Por Mário Vieira de Carvalho
Partindo da pesquisa e do exame crítico de um largo leque de fontes disponíveis, nomeadamente a correspondência trocada entre Adorno e Benjamin, em articulação com alguns dos principais escritos de ambos e outras fontes relevantes, Lucyane De Moraes lança nova luz sobre essa parceria intelectual única e irrepetível. Primeiro, na “Genealogia dos afetos” situa a amizade que os uniu – nos tempos conturbados de guerra, perseguição e exílio – e desfaz equívocos a esse respeito. Depois, guia-nos através de um itinerário que percorre tópicos e momentos particularmente marcantes do debate entre ambos, qual contraponto a duas vozes, em que, por definição, uma não pode passar sem a outra, ou, na sugestiva imagem da autora, “relação entre polos opostos que se atraem, representada pelo conceito de reflexão” – como uma “imagem no espelho, que reflete o seu contrário”. Complementa o volume com correspondência de Gershom Scholem e Hannah Arendt trocada com Adorno a respeito do espólio de Benjamin. Por fim, há ainda um apêndice com as muito úteis cronologias da vida e obra de cada um deles bem como uma nota sobre os critérios e materiais utilizados na edição.
O percurso pelos testemunhos de uma amizade de mais de vinte anos é realizado pela autora, não de uma maneira fria e distanciada, mas sim, digamos, expressiva, deixando transparecer a sua própria ligação afetiva ou empatia com ambos, enquanto filósofos ou pensadores e pessoas humanas, às quais o contexto social e político, um dos mais trágicos da história, balizado por duas guerras mundiais, colocava desafios de toda de ordem e, antes de tudo, o da luta pela sobrevivência. É sobre tal pano de fundo que se ergue um fecundo diálogo criativo, aqui reconstruído pela autora num exercício de pensamento crítico que, sem deixar de ser cativante para o leitor comum, faz deste livro uma referência indispensável para pesquisadores ou especialistas que se aventurem nas temáticas abordadas.
O livro levou-me a colocar uma primeira interrogação: que há nos escritos de ambos que mais os aproxima? Certamente em convergência com a autora, uma resposta se impõe: é a permanente reabertura do processo de produção de sentido.
Adorno questiona a pretensão da ciência moderna à razão absoluta e denuncia-a como ideologia, enquanto, por outro lado (e ao contrário de Marx), retira a “arte autêntica” da esfera da ideologia e atribui-lhe um “conteúdo de verdade”. Põe em causa os sistemas teóricos totalizantes, baseados num pensamento dedutivo, por sacrificarem à coerência do sistema a realidade, que não cabe nele. Reclama, para uma teoria social, exigências idênticas àquelas que reclama para a “arte autêntica”, irmanando ambas na “esperança de verdade”.

## Registos guardados
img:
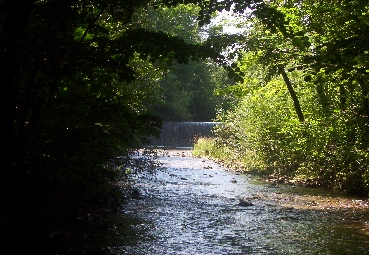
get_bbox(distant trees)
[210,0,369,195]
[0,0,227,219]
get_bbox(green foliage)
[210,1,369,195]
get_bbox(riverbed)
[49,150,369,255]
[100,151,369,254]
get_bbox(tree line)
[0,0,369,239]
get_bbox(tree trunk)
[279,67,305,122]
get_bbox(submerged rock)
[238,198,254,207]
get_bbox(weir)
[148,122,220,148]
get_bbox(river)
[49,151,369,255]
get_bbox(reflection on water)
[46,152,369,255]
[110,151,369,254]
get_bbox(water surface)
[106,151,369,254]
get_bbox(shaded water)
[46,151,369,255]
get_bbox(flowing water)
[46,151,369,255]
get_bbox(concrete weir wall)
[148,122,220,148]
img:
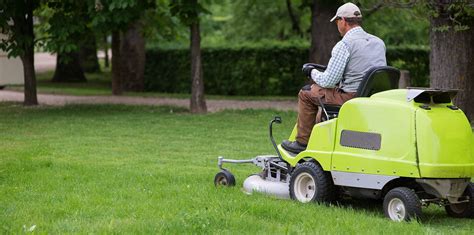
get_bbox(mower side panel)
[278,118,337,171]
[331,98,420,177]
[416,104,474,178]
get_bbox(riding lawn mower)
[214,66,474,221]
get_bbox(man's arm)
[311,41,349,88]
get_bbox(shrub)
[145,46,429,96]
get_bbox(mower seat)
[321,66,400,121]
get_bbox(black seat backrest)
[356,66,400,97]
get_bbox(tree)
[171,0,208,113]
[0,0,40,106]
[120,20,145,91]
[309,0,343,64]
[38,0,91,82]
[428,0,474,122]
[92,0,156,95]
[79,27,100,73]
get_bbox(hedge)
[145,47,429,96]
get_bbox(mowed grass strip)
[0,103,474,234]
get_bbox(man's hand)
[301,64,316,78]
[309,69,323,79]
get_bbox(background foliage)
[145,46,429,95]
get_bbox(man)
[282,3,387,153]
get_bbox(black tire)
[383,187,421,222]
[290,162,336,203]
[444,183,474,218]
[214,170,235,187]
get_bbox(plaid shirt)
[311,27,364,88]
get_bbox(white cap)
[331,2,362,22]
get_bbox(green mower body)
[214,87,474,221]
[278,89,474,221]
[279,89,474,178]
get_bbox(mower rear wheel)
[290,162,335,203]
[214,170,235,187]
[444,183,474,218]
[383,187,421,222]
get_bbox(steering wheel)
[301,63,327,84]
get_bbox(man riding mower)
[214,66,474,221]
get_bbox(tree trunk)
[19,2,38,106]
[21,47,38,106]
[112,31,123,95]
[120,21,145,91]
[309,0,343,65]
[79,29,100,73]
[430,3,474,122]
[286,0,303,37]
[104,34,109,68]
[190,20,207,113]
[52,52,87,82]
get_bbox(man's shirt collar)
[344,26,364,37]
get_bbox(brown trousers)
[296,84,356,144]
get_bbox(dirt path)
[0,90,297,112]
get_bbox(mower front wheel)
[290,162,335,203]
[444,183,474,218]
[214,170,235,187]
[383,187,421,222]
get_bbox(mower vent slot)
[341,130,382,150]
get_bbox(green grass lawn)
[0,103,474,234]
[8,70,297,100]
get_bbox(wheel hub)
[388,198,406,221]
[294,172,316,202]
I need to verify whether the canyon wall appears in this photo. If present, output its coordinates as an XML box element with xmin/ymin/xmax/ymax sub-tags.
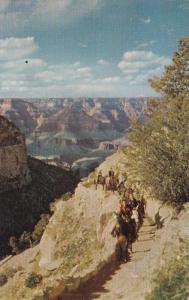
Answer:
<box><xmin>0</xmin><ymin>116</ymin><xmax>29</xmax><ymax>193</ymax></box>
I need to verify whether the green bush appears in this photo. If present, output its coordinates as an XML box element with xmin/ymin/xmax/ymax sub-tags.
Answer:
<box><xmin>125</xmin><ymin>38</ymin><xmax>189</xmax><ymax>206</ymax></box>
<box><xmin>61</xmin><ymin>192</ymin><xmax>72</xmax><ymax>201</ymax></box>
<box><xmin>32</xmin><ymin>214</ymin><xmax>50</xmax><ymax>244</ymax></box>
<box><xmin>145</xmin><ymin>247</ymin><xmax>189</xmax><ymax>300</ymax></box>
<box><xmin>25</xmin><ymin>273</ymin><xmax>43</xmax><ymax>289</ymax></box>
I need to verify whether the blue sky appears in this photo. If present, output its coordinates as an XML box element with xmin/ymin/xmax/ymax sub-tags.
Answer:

## Instruções e requisitos
Transcreva, sem qualquer alteração, o trecho da recensão sobre Adorno e Benjamin que vai de "O percurso pelos" até "nas temáticas abordadas.".

## Resposta à tarefa
O percurso pelos testemunhos de uma amizade de mais de vinte anos é realizado pela autora, não de uma maneira fria e distanciada, mas sim, digamos, expressiva, deixando transparecer a sua própria ligação afetiva ou empatia com ambos, enquanto filósofos ou pensadores e pessoas humanas, às quais o contexto social e político, um dos mais trágicos da história, balizado por duas guerras mundiais, colocava desafios de toda de ordem e, antes de tudo, o da luta pela sobrevivência. É sobre tal pano de fundo que se ergue um fecundo diálogo criativo, aqui reconstruído pela autora num exercício de pensamento crítico que, sem deixar de ser cativante para o leitor comum, faz deste livro uma referência indispensável para pesquisadores ou especialistas que se aventurem nas temáticas abordadas.